**SUPPLIED TEXT**
2026-05-27 21:57:22 -07:00
parent a2e295d95b
commit ee5856661a
40 changed files with 31 additions and 30 deletions
--- a/docs/database-tables.md
+++ b/docs/database-tables.md
@@ -0,0 +1,701 @@
+# Database Tables Documentation
+
+## Database Configuration
+
+**Database Name**: `data_centers`  
+**Type**: PostgreSQL with PostGIS extension  
+**Connection**: Environment variables from `~/.zsh_secrets`
+- `PGWEB_HOST`: Database host
+- `PGWEB_PORT`: Database port (5433)
+- `PGWEB_USER`: Database user
+- `PGWEB_PASSWORD`: Database password
+- `PGWEB_DATABASE`: Database name (`data_centers`)
+
+## Table Organization
+
+Tables are organized into five categories:
+1. **Core Data Center Tables** - Master inventories and source data
+2. **Enrichment Tables** - Data centers joined with contextual data
+3. **Base Layer Tables** - Geographic and demographic reference layers
+4. **Infrastructure Tables** - Energy and connectivity infrastructure
+5. **Legislation Tables** - LegiScan state and federal bill data (2016-2026)

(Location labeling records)
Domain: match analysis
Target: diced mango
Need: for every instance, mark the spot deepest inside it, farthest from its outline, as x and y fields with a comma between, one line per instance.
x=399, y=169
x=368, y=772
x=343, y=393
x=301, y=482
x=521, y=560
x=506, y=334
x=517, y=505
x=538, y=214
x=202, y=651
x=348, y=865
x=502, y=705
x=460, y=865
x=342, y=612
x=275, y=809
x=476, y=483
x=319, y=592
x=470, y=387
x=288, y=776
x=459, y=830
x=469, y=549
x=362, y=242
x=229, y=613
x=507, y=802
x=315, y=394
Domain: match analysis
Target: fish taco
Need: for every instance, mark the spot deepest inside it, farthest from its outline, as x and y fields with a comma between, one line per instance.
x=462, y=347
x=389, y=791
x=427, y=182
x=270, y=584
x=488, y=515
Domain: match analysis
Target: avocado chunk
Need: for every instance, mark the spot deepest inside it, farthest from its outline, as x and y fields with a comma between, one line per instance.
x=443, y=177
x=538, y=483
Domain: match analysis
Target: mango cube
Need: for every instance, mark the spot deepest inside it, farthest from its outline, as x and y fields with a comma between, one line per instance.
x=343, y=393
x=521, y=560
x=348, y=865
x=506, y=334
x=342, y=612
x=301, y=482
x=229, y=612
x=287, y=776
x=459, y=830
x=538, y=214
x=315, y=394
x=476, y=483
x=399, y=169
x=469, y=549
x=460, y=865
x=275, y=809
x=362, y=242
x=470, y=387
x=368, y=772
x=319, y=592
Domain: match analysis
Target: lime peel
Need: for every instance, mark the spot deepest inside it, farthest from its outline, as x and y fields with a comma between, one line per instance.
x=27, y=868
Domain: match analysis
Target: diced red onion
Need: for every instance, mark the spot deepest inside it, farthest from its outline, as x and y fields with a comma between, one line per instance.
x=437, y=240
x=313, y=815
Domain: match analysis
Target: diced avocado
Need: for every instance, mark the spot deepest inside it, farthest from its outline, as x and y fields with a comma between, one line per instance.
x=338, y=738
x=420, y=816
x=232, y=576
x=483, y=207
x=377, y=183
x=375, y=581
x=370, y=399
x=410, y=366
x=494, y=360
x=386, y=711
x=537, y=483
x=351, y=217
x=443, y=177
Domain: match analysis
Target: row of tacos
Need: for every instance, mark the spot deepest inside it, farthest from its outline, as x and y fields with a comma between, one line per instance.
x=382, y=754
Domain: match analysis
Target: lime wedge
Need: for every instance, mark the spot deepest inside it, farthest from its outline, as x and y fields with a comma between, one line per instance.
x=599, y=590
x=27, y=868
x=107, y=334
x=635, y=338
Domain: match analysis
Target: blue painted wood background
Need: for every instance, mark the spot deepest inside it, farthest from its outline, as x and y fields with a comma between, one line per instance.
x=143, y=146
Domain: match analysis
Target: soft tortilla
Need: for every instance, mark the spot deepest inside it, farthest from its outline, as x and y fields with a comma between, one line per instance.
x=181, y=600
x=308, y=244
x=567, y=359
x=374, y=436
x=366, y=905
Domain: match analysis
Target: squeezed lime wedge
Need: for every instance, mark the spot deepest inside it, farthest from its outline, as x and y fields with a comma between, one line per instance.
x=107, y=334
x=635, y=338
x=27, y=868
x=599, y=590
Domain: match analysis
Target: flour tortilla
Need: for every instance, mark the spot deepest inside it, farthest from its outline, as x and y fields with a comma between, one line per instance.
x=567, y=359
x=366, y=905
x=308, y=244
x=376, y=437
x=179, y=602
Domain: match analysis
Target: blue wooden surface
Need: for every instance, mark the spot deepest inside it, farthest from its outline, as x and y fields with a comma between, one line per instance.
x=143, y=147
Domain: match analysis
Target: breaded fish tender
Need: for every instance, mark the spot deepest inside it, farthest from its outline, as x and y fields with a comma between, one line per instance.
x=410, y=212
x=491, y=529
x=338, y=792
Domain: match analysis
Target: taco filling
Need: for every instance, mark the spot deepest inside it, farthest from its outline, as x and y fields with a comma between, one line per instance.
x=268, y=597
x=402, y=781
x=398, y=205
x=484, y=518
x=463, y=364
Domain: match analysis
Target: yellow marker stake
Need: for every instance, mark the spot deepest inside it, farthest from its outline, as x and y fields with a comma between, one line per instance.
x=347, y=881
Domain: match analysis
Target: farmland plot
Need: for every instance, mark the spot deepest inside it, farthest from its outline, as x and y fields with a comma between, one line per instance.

**COMPLETE THE FOLLOWING**
1. In the database tables documentation, which port number is given for the database?
2. Continue the database tables documentation from the point where it stops, keeping its Markdown style.

**ANSWERS**
1. 5433

2.
+
+---
+
+## Core Data Center Tables
+
+### `master_data_centers`
+**Rows**: 1,833  
+**Purpose**: Canonical data center inventory - deduplicated merge of curated + OSM sources
+
+**Key Columns**:
+- `id` (INTEGER) - Unique identifier
+- `name` (TEXT) - Facility name
+- `address` (TEXT) - Street address
+- `city` (TEXT) - City
+- `state` (TEXT) - State code
+- `latitude` (DOUBLE PRECISION) - Latitude
+- `longitude` (DOUBLE PRECISION) - Longitude
+- `geom` (GEOMETRY) - PostGIS point geometry (EPSG:4326)
+- `operator` (TEXT) - Operator/owner
+- `power_mw` (DOUBLE PRECISION) - Power capacity in megawatts (sparse: 5.9% populated)
+- `source` (TEXT) - Data source (`curated`, `osm`, or `both`)
+- `osm_id` (TEXT) - OpenStreetMap ID if applicable
+- `geocode_method` (TEXT) - Geocoding provenance
+
+**Notes**: 
+- 108 of 1,833 facilities have power ratings
+- 45 facilities use city-precision fallback coordinates
+- Operator strings have fragmentation issues ("Meta" vs. "Meta, Inc.")
+
+### `us_dc_sample_geocoded`
+**Rows**: 1,489  
+**Purpose**: Original curated sample with geocoding provenance (superseded by `master_data_centers`)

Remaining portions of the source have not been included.